Bio-Inspired Autonomous Materials
Megan Valentine, a professor of mechanical engineering and co-director of the California NanoSystems Institute at UC Santa Barbara, has been awarded a $1.8 million collaborative grant by the National Science Foundation to design and create next-generation materials inspired and empowered by biological cells. Valentine will be working alongside a team of physicists, biologists and engineers, four of whom are women.
Led by Rae Robertson-Anderson, a professor of physics and biophysics at the University of San Diego, the team also includes Jennifer Ross at Syracuse University, Moumita Das at Rochester Institute of Technology, and Michael Rust at the University of Chicago.
The goal of the collaboration is to create self-directed, programmable and reconfigurable materials – using biological building blocks including proteins and cells – that are capable of producing force and motion. This research could pave the way for future materials applications ranging from self-propulsive materials to programmable micro-robotics, wound healing and dynamic prosthetics.
“This project offers an exciting opportunity to pair my group’s expertise in biomaterials and polymer mechanics with advances in synthetic biology to create classes of materials capable of autonomous sensing and actuation,” said Valentine, whose research group focuses on how forces are generated and transmitted in living materials, how these forces control cellular outcomes and how to capture the extraordinary features of living systems in manmade materials. By embedding bacterial cells capable of timed release of matrix modifying proteins, Valentine and collaborators will produce materials that can be programmed to achieve specific tasks.

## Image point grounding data
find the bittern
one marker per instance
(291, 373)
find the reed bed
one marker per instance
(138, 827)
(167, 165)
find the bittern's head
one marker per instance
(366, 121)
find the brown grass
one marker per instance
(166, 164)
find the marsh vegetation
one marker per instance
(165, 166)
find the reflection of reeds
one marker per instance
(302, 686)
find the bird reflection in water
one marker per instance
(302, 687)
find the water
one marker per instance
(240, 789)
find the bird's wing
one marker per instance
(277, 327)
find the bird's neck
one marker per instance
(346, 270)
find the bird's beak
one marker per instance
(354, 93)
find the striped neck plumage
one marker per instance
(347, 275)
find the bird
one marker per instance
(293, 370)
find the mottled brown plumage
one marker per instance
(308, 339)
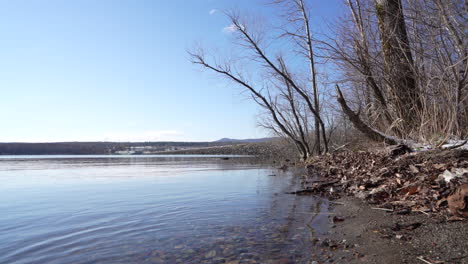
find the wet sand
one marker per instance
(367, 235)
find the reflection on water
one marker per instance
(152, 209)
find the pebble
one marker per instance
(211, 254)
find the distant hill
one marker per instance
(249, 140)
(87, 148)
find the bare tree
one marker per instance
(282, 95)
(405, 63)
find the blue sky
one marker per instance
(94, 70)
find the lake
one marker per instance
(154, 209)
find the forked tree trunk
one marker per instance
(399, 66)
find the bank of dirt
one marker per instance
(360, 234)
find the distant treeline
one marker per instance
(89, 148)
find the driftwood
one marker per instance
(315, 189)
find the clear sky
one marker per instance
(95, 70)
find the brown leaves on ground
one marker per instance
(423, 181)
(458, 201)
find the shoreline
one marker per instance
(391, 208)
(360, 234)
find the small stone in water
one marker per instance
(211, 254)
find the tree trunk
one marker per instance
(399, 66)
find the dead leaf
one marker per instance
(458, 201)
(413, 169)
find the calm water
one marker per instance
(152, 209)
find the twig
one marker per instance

## Check your understanding
1 - Answer these questions about the article on bio-inspired materials:
(a) What is the dollar amount of the grant awarded to Valentine?
(b) Who leads the team?
(c) What will the embedded bacterial cells release on a timed basis?
2 - Retype the passage of the article on bio-inspired materials between "Bio-Inspired Autonomous Materials" and "University of Chicago.", inclusive.
3 - Continue the article on bio-inspired materials from the point where it stops.

## Results for each task
1 -
(a) $1.8 million
(b) Rae Robertson-Anderson
(c) Matrix modifying proteins

2 -
Bio-Inspired Autonomous Materials
Megan Valentine, a professor of mechanical engineering and co-director of the California NanoSystems Institute at UC Santa Barbara, has been awarded a $1.8 million collaborative grant by the National Science Foundation to design and create next-generation materials inspired and empowered by biological cells. Valentine will be working alongside a team of physicists, biologists and engineers, four of whom are women.
Led by Rae Robertson-Anderson, a professor of physics and biophysics at the University of San Diego, the team also includes Jennifer Ross at Syracuse University, Moumita Das at Rochester Institute of Technology, and Michael Rust at the University of Chicago.

3 -
“Biological materials have unique abilities to adapt, respond and learn,” she said. “Through this project, we will develop a foundational understanding of how to design, generate and optimize materials that contain both biological and synthetic components capable of performing complex actions like lifting and crawling.”
“We are thrilled to be given the opportunity to pursue this line of research that has the power to really push the frontiers of materials research beyond the current state-of-the-art,” Robertson-Anderson said. “We will capitalize on the design principles of biological systems to engineer, investigate and make publicly available prototypical ‘biotic-abiotic materials’ that combine biological and commercial components to morph, move and do work without human intervention.”
The four-year grant will also allow for undergraduates at each partner university to gain hands-on collaborative research experience, mentoring and professional development opportunities. At the end of the project, the team will have built the framework for their materials design concept, including a small prototype, that can help others to advance futuristic materials to accomplish the many processes that living systems already perform seamlessly, such as healing and regulating themselves.